BEGIN Text extract

When Alices orders a cup of coffee from Bob, Bob wil present an address (for example via a QR code), to Alice. In this QR code an address, description and amount are enclosed. By entering this information into her wallet app, Alice will continue the transaction with the request of Bob.

In the Book “Mastering Bitcoin” they describe this as follows

Transaction Chains

Alice’s payment to Bob’s Cafe uses a previous transaction’s output as its input. In the previous chapter, Alice received bitcoin from her friend Joe in return for cash. That transaction created a bitcoin value locked by Alice’s key. Her new transaction to Bob’s Cafe references the previous transaction as an input and creates new outputs to pay for the cup of coffee and receive change. The transactions form a chain, where the inputs from the latest transaction correspond to outputs from previous transactions. Alice’s key provides the signature that unlocks those previous transaction outputs, thereby proving to the bitcoin network that she owns the funds. She attaches the payment for coffee to Bob’s address, thereby “encumbering” that output with the requirement that Bob produces a signature in order to spend that amount. This represents a transfer of value between Alice and Bob. — https://github.com/bitcoinbook/bitcoinbook/blob/8d01749bcf45f69f36cf23606bbbf3f0bd540db3/ch02.asciidoc

Securing all trancactions via the Blocks in Blockchain

When we know what defines a safe transaction, and we know now that PGP is used to secure the transaction itself, we can take a peek into the next fase The sending of the transaction. This off course also should be safe. Below a small insight in securing the blocks containing transactions using PGP.

END Text extract
BEGIN Records

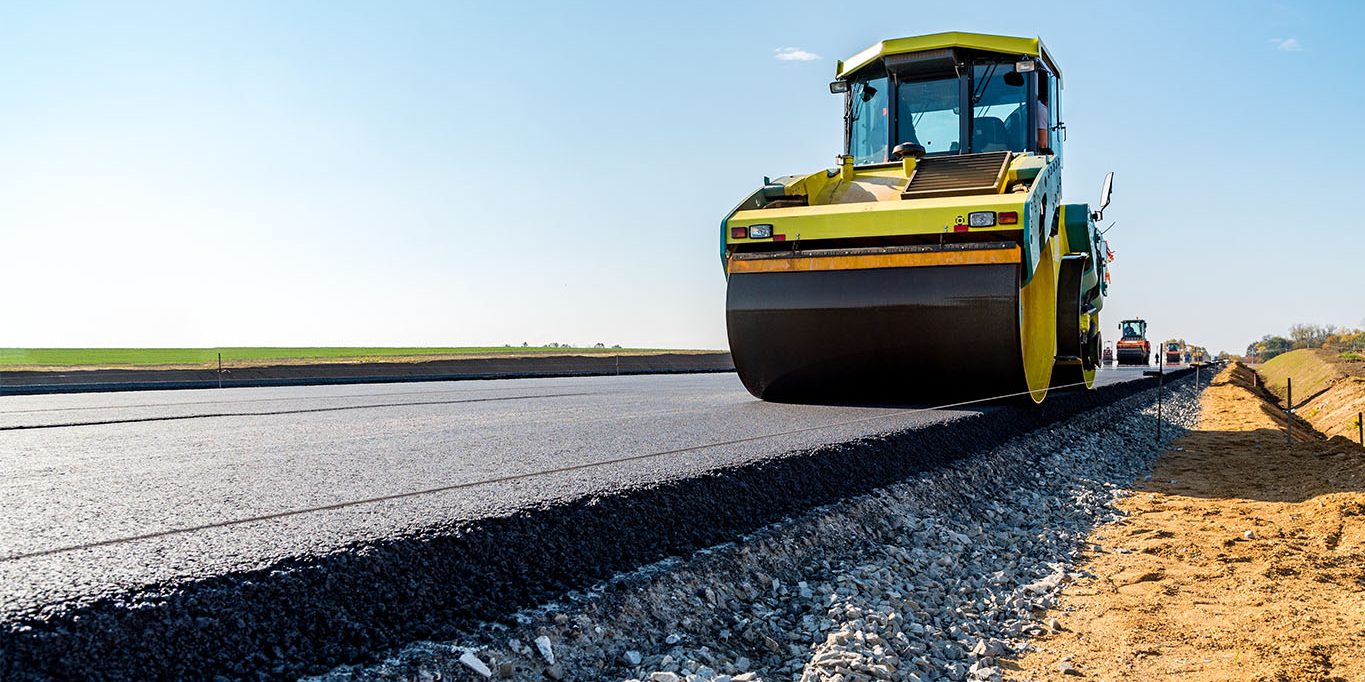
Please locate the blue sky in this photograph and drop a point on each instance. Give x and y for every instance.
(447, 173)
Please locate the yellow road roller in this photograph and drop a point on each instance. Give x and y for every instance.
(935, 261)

END Records
BEGIN Records

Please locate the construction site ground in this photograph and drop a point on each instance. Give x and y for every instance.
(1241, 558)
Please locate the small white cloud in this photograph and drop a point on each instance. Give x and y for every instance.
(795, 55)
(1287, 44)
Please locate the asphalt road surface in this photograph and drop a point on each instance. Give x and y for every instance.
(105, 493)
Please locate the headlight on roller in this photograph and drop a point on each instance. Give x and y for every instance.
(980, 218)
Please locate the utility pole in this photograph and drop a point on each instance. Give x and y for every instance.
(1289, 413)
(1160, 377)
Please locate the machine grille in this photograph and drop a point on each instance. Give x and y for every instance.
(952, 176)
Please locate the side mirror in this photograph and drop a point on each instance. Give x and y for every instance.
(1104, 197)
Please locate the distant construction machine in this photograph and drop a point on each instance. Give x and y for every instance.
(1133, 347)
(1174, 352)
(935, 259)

END Records
BEGIN Records

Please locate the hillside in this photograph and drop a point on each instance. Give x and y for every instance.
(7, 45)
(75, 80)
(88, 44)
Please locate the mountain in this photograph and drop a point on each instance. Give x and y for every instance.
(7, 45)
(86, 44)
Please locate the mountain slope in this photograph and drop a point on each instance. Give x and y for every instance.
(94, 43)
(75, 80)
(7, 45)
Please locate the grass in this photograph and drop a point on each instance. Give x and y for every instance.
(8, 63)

END Records

* _The request_
Answer these about the text on bitcoin payments:
1. What three things are enclosed in the QR code Bob presents?
2. Who gave Alice bitcoin in return for cash?
3. What does the text say is used to secure the transaction itself?
The lines above aren't needed for this.

* _Output below_
1. An address, a description and an amount.
2. Her friend Joe.
3. PGP.